(Position identification records)
*-*-*
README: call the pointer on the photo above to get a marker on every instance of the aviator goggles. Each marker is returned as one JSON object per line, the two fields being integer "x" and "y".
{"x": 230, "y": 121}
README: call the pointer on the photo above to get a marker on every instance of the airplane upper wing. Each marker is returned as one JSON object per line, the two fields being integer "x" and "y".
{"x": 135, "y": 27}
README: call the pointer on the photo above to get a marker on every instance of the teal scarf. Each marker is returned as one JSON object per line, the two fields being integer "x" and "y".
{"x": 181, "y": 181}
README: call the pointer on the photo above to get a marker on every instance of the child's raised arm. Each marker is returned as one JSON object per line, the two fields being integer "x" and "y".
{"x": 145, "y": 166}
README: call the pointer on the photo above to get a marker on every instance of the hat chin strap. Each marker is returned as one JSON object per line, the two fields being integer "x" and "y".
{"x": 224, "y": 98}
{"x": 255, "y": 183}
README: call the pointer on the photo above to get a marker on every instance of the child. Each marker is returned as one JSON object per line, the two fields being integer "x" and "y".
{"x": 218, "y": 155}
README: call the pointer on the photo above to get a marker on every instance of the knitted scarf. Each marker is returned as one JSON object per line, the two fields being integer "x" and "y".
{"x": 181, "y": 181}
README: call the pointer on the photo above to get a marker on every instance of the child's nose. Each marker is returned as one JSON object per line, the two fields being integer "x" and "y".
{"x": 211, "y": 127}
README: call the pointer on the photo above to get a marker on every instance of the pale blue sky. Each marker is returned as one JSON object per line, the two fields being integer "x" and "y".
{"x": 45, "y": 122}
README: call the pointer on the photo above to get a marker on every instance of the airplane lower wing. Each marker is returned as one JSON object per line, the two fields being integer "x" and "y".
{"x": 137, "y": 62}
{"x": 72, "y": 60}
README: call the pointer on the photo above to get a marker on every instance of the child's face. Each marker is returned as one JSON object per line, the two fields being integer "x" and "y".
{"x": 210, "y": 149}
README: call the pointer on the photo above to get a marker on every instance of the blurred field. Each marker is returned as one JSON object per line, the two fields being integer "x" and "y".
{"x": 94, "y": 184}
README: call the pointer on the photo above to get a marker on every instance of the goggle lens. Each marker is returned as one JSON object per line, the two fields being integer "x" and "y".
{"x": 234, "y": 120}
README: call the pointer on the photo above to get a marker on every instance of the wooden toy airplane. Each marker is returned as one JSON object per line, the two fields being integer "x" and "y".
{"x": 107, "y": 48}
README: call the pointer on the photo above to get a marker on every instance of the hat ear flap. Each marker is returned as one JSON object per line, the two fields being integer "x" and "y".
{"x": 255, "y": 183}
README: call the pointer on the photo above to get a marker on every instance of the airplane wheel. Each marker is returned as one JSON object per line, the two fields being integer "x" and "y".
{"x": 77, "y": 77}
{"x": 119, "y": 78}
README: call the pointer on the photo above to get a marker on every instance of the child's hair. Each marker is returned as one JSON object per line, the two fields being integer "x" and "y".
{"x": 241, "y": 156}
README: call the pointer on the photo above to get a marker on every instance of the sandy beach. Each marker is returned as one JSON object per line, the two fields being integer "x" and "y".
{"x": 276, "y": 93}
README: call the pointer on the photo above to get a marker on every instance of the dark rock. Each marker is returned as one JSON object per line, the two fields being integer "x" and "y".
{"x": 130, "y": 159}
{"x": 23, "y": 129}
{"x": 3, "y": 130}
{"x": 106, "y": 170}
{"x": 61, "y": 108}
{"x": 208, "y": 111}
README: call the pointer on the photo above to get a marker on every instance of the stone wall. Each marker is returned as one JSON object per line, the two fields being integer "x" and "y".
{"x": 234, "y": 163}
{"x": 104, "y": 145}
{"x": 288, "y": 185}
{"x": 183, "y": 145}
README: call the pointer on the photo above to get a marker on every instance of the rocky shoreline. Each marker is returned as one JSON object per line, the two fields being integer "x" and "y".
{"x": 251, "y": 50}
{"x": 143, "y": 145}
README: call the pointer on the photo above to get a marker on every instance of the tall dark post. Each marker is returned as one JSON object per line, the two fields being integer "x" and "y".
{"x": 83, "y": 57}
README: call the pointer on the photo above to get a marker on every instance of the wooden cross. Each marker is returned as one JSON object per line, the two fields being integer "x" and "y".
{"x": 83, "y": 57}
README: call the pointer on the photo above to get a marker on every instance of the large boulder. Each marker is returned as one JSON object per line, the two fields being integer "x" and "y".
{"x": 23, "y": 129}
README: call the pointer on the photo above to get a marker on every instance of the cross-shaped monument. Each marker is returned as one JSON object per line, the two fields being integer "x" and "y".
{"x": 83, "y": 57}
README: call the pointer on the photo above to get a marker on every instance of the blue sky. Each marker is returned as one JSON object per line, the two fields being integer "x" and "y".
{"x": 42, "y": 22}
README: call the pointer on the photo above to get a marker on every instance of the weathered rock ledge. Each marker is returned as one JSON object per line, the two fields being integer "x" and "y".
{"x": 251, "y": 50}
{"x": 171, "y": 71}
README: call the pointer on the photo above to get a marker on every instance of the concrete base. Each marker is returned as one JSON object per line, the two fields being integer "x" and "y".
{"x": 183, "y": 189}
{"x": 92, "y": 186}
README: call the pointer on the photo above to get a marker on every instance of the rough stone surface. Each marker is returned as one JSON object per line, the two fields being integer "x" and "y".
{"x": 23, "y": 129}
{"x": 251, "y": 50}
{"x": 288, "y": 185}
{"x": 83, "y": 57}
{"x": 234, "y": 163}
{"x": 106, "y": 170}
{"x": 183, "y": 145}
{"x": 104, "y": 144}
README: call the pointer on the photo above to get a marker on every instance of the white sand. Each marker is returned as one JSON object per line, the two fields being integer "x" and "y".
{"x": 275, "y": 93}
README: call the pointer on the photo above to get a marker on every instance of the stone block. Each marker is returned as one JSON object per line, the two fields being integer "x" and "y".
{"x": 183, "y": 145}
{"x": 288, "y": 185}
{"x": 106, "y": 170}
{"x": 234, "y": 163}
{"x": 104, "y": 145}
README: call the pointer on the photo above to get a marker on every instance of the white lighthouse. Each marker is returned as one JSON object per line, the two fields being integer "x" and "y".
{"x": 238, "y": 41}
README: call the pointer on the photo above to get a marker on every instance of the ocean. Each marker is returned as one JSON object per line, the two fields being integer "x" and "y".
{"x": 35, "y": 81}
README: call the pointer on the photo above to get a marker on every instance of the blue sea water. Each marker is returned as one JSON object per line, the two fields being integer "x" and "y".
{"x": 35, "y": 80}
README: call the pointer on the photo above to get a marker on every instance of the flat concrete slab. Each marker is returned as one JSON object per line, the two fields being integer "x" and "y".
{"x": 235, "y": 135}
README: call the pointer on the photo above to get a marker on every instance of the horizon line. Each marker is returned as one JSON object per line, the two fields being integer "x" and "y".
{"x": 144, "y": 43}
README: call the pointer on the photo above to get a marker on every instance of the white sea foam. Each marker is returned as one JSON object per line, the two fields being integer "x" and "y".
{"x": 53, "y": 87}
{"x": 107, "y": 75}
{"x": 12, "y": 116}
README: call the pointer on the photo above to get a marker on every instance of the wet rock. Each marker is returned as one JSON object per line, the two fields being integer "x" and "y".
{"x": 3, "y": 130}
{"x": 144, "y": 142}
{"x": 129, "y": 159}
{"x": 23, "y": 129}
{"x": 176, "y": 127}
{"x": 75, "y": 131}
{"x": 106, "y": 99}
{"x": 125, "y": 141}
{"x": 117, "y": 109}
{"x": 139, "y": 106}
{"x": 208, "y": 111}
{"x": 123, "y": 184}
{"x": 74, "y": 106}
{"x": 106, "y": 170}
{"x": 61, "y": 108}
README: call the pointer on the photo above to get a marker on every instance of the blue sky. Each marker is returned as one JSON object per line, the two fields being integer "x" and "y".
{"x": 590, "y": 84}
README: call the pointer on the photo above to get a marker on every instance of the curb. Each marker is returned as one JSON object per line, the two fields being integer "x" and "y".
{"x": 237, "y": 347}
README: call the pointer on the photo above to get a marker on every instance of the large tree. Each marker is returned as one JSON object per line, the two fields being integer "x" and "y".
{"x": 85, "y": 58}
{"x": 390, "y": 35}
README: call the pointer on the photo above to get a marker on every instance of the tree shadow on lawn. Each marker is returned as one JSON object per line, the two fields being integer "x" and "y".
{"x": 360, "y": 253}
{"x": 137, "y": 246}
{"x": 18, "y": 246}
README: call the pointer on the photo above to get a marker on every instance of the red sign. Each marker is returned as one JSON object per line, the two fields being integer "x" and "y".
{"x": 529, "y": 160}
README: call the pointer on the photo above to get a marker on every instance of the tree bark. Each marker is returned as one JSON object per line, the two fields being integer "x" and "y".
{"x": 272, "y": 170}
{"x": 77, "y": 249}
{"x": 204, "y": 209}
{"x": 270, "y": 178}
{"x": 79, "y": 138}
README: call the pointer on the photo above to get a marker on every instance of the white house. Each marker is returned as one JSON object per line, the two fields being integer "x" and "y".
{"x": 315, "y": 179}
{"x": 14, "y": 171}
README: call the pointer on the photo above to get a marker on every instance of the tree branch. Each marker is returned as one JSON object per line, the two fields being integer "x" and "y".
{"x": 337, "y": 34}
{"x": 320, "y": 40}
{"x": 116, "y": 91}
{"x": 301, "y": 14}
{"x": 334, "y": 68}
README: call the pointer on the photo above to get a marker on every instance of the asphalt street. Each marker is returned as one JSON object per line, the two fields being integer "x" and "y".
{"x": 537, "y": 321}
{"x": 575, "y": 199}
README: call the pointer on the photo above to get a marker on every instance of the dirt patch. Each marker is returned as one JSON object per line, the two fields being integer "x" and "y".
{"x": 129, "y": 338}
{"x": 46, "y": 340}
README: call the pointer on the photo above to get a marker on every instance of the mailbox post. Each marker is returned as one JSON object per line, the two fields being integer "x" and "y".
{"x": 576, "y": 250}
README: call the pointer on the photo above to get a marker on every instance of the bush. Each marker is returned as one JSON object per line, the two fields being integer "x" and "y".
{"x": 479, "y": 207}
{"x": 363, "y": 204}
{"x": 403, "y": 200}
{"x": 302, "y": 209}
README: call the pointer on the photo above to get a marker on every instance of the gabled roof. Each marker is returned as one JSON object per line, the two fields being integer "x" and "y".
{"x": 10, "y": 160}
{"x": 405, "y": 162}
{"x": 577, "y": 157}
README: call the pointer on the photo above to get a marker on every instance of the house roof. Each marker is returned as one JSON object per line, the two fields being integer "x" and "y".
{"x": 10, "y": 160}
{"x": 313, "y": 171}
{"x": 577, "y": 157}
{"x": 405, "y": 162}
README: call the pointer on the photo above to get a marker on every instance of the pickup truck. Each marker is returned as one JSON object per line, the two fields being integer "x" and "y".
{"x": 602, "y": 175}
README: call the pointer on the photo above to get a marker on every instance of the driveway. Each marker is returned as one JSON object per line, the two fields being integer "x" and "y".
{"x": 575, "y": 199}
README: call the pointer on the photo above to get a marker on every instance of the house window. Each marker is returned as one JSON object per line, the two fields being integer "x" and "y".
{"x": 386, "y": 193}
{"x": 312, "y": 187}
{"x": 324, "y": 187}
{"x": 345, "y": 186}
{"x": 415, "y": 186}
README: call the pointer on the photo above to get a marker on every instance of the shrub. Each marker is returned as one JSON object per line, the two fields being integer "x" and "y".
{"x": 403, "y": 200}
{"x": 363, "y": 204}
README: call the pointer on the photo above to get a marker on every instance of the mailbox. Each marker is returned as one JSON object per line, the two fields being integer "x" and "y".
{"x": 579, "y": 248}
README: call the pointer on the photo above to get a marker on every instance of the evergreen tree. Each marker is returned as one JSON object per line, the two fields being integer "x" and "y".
*-*-*
=== EXERCISE DESCRIPTION ===
Starting at the line that contains "the house window.", quote each remaining line of the entries above, unchanged.

=== SOLUTION TO THIS EXERCISE ===
README: call the pointer on the photo above to get a marker on every instance of the house window. Each marker is returned as one JSON object per line, the two fields being integer "x" and "y".
{"x": 386, "y": 193}
{"x": 312, "y": 187}
{"x": 324, "y": 187}
{"x": 345, "y": 186}
{"x": 415, "y": 186}
README: call the pointer on the photo above to get a marker on every instance of the shrub. Each marker is returned as one JSON object per line, the two fields being integer "x" and "y".
{"x": 403, "y": 200}
{"x": 363, "y": 204}
README: call the pointer on the photo above to get a marker on every instance of the mailbox. Each marker is returned as one JSON object per line, the two fields being integer "x" and "y".
{"x": 579, "y": 248}
README: call the pointer on the photo above to get a marker on every instance of the evergreen tree. Each marker is returned as one JSON object per line, the two fields being integer "x" and "y".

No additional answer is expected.